CEL ZADANIA – Przepisz cały poniższy listing wiernie, wiersz po wierszu, bez jakichkolwiek zmian.

REKORDY ZBIORU DANYCH –
---

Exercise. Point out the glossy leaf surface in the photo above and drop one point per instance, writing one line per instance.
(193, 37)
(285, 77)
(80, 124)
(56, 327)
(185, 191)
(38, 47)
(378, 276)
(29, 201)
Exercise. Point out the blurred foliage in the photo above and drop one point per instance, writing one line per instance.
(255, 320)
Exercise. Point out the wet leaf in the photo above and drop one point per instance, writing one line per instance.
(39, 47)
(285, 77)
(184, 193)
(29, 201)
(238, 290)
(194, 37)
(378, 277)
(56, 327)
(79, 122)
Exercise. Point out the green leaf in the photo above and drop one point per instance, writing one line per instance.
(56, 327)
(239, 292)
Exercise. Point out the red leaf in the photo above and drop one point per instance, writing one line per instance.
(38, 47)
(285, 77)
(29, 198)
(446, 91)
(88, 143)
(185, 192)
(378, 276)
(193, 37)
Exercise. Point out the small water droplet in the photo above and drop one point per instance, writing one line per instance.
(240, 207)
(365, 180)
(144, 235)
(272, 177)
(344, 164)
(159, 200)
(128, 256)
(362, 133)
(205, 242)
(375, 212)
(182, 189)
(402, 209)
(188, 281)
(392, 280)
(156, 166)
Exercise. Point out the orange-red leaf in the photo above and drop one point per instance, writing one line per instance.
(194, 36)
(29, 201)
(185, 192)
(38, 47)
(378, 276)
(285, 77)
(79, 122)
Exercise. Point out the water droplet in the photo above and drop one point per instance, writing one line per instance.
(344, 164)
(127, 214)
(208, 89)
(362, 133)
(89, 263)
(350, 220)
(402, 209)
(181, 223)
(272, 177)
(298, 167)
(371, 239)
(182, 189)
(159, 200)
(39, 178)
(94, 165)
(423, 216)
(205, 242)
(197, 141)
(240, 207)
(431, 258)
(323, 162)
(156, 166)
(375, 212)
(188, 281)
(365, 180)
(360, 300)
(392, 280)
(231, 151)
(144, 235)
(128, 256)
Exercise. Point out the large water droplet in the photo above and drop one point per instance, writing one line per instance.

---

ROZWIĄZANIE ZADANIA –
Exercise. Point out the glossy leaf surface in the photo above and drop one point per instance, writing one line per instance.
(193, 37)
(285, 77)
(80, 124)
(56, 327)
(185, 191)
(38, 47)
(378, 276)
(29, 201)
Exercise. Point out the blurred foliage in the photo above and drop one point per instance, writing one line per instance.
(255, 320)
Exercise. Point out the wet leaf in the photo above and drop one point per instance, writing one line per instance.
(39, 47)
(285, 77)
(184, 193)
(29, 201)
(238, 290)
(194, 37)
(378, 277)
(56, 327)
(79, 122)
Exercise. Point out the green leaf in the photo above and drop one point per instance, writing one line per instance.
(56, 327)
(239, 292)
Exercise. Point out the red leaf in the photo above and drop one point per instance, writing one line per instance.
(38, 47)
(285, 77)
(29, 198)
(446, 91)
(88, 143)
(185, 192)
(378, 276)
(193, 37)
Exercise. Point out the small water droplet in the photo above and drop one point per instance, writing one line per instance.
(240, 207)
(365, 180)
(144, 235)
(272, 177)
(344, 164)
(159, 200)
(128, 256)
(362, 133)
(205, 242)
(375, 212)
(182, 189)
(402, 209)
(188, 281)
(392, 280)
(156, 166)
Exercise. Point out the orange-red leaf in the photo above and drop one point per instance, writing one line per instance.
(194, 36)
(29, 201)
(185, 192)
(38, 47)
(378, 276)
(285, 77)
(79, 122)
Exercise. Point out the water droplet in the photo above and drop one point per instance, writing one line per instance.
(344, 164)
(127, 214)
(208, 89)
(362, 133)
(89, 263)
(350, 220)
(402, 209)
(181, 223)
(272, 177)
(298, 167)
(371, 239)
(182, 189)
(159, 200)
(39, 178)
(94, 165)
(423, 216)
(205, 242)
(197, 141)
(240, 207)
(431, 258)
(323, 162)
(156, 166)
(375, 212)
(188, 281)
(365, 180)
(360, 300)
(392, 280)
(231, 151)
(144, 235)
(128, 256)
Exercise. Point out the large water droplet in the photo above and drop one point per instance, writing one line per instance.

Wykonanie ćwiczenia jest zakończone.